● **COMMENT PROCÉDER**:
Pouvez-vous citer fidèlement le passage de l'extrait sur les suites judiciaires du Levothyrox, en commençant à « Les responsables cherchent » et en terminant à « réglementent son fonctionnement. » ?

====== EXTRAIT CHOISI

Justice : quelques avancées…

« 10 000 plaintes ont été déposées au civil et autant au pénal, et ce ne sont souvent pas les mêmes plaignants !» résume le Dr Philippe Sopena. Plusieurs avocats ont en charge divers dossiers, chacun avec leurs méthodes, au tribunal de Paris, de Marseille, de Valence, etc. Comme souvent, la justice traîne et n’a que peu de moyens : à Marseille, une nouvelle juge d’instruction vient seulement d’être nommée alors que le dossier pénal est au point mort depuis un an.

Les responsables cherchent à gagner du temps, estime le Dr Sopena : en juin 2023, Merck a contesté, in extremis, au bout du délai légal de six mois dans lequel il pouvait le faire, le bien-fondé de sa mise en examen de fin 2022 ; et la chambre d’instruction d’Aix-en-Provence qui instruit sa contestation vient juste de se réunir à huis clos, le 5 décembre dernier… soit avec un an et demi de retard sur ce que prévoient les textes qui réglementent son fonctionnement.

Au plan civil, on note cependant une décision importante, en date du 14 novembre, et qui fera jurisprudence. La Cour de cassation a annulé un arrêt prononcé en mai 2023 par la cour d’appel de Montpellier. Cette dernière avait rejeté les demandes d’indemnisation de 45 plaignants de Haute-Garonne, représentées par maître Jacques Levy (avocat au barreau de Toulouse), au motif que le lien de causalité scientifique ne pouvait être scientifiquement établi. Selon l’arrêt prononcé, « même si dès la mise sur le marché du Levothyrox NF le signalement d'effets indésirables par les utilisateurs a connu une augmentation significative, il n'est pour autant pas scientifiquement rapporté la preuve d'un lien entre le produit et les dommages invoqués. ».

============
====== DONNÉES FOURNIES

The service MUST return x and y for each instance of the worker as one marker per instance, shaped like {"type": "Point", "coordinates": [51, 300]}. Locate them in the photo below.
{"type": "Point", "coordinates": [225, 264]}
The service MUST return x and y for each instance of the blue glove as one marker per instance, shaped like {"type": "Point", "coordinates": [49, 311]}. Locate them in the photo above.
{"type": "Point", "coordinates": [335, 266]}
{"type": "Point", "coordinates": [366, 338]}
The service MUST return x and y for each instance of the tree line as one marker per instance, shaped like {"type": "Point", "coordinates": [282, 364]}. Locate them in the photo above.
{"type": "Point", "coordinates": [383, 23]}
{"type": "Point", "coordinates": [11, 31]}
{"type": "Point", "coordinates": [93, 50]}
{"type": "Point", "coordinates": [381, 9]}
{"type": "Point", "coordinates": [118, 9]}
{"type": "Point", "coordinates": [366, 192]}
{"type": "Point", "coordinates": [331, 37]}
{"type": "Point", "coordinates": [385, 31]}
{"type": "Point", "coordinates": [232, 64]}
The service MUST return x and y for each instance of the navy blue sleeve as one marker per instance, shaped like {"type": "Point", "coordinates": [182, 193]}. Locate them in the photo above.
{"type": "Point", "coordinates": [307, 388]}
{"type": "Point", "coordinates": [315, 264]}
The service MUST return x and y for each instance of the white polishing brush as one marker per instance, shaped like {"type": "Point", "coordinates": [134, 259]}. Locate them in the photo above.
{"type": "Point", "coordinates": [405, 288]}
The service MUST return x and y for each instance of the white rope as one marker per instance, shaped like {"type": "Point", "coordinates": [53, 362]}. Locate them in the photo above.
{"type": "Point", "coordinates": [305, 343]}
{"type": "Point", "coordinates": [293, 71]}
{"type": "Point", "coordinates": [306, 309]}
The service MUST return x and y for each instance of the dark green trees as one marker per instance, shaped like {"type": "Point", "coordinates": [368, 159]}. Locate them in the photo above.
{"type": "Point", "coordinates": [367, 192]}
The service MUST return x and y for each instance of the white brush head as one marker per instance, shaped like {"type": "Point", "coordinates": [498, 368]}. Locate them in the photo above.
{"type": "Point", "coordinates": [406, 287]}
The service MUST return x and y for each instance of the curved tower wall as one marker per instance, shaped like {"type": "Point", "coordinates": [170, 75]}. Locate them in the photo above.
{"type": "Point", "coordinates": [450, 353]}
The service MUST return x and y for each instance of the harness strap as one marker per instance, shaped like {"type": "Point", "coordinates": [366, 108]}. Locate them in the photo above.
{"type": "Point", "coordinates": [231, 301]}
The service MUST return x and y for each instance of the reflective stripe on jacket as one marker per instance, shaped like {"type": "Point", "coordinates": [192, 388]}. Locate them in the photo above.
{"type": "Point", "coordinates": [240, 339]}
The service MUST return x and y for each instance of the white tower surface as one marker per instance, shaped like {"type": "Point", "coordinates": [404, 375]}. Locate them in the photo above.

============

● **RÉPONSE ATTENDUE**:
Les responsables cherchent à gagner du temps, estime le Dr Sopena : en juin 2023, Merck a contesté, in extremis, au bout du délai légal de six mois dans lequel il pouvait le faire, le bien-fondé de sa mise en examen de fin 2022 ; et la chambre d’instruction d’Aix-en-Provence qui instruit sa contestation vient juste de se réunir à huis clos, le 5 décembre dernier… soit avec un an et demi de retard sur ce que prévoient les textes qui réglementent son fonctionnement.